* [Prompt 1]: In the listing, update the lines that start at the one containing "Mark the region of each instance of the **blurred" and end with the last line of the listing, replacing "odd number" with "uneven number" and changing nothing else. Return only those lines.

* [Selected excerpt]:
▼▼▼
On 2011-12-27 12.05, hvlems at zonnet.nl wrote:
Isn't the problem similar to what happens if there would have been two active bridges
between two ethernet segments?
Sorry for being offline a couple of days...
Anyway, the answer to that one is no (maybe someone else already replied, I have over 200
unread after the spam filtering have run over my inbox).
If you have two active bridges between two ethernet segments one of two things happen.
1) The bridges realize this, and shut one of them down.
2) The bridges don't realize this, and starts sending packets around in a never ending
loop, causing havoc.
My bridge program falls in category 2. Any sensible ethernet switch you might have at home
hopefully falls into category 1.
The normal way of implementing category 1 is by having the switch implement the spanning
tree protocol to detect possible loops.
▲▲▲
* [Prompt 2]: Continue the mailing list reply about bridge loops between ethernet segments, starting right after its last sentence.

* [Data provided]:
▼▼▼
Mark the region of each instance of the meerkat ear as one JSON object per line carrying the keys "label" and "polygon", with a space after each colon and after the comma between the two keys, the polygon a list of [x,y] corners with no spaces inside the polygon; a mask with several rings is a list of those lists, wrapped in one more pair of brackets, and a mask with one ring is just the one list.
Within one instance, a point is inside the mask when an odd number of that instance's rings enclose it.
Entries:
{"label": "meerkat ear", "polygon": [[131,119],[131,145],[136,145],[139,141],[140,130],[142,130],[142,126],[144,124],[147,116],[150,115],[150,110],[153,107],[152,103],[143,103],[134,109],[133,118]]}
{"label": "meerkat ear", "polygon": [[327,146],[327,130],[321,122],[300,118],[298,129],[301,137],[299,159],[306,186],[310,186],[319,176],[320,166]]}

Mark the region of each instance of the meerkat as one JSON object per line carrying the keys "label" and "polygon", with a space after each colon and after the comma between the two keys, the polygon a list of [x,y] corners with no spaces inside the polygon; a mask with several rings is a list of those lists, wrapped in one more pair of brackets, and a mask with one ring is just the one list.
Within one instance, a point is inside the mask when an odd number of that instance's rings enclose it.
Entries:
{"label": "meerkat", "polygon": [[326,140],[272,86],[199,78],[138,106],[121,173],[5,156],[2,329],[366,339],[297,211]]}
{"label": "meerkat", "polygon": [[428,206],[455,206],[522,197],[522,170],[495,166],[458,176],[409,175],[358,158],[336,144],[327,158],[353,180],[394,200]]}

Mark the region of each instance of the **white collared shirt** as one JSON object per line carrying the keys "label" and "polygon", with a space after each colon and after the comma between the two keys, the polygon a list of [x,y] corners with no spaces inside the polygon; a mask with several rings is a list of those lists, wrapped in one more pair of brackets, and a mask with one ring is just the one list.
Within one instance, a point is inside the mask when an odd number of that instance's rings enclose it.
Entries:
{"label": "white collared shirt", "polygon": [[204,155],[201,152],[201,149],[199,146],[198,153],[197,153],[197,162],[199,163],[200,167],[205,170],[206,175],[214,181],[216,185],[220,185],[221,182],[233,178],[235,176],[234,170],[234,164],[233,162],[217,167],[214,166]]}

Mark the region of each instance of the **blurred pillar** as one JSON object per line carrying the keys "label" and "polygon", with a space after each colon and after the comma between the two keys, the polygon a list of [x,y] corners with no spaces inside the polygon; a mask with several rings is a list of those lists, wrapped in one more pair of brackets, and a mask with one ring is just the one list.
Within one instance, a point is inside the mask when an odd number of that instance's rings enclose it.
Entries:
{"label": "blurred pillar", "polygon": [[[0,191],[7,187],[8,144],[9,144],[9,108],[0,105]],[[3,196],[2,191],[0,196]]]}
▲▲▲
* [Written reply 1]:
Mark the region of each instance of the **blurred pillar** as one JSON object per line carrying the keys "label" and "polygon", with a space after each colon and after the comma between the two keys, the polygon a list of [x,y] corners with no spaces inside the polygon; a mask with several rings is a list of those lists, wrapped in one more pair of brackets, and a mask with one ring is just the one list.
Within one instance, a point is inside the mask when an uneven number of that instance's rings enclose it.
Entries:
{"label": "blurred pillar", "polygon": [[[0,191],[7,187],[8,144],[9,144],[9,108],[0,105]],[[3,196],[2,191],[0,196]]]}

* [Written reply 2]:
Johnny
------Origineel bericht------
Van: Peter Lothberg
Afzender: owner-hecnet at Update.UU.SE
Aan: hecnet at Update.UU.SE
Cc: hecnet at Update.UU.SE
Beantwoorden: hecnet at Update.UU.SE
Onderwerp: Re: [HECnet] ROOSTA routing problem
Verzonden: 27 december 2011 18:43
Hmmm.. LEGATO can't talk to ROOSTA ("remote node not currently
reachable")
even though there's a direct Multinet link to ROOSTA (and yes, the link is
UP and working).
I think the problem is that ROOSTA is in area 6, and the area router for 6
is STAR69. Trouble is, STAR69 doesn't have a path to ROOSTA and doesn't
know how to send it packets.
(It doesn't help that STAR69 still thinks that ROOSTA is 3.34 - it moved
to 6.134 a while ago - but I don't think that's causing the problem.)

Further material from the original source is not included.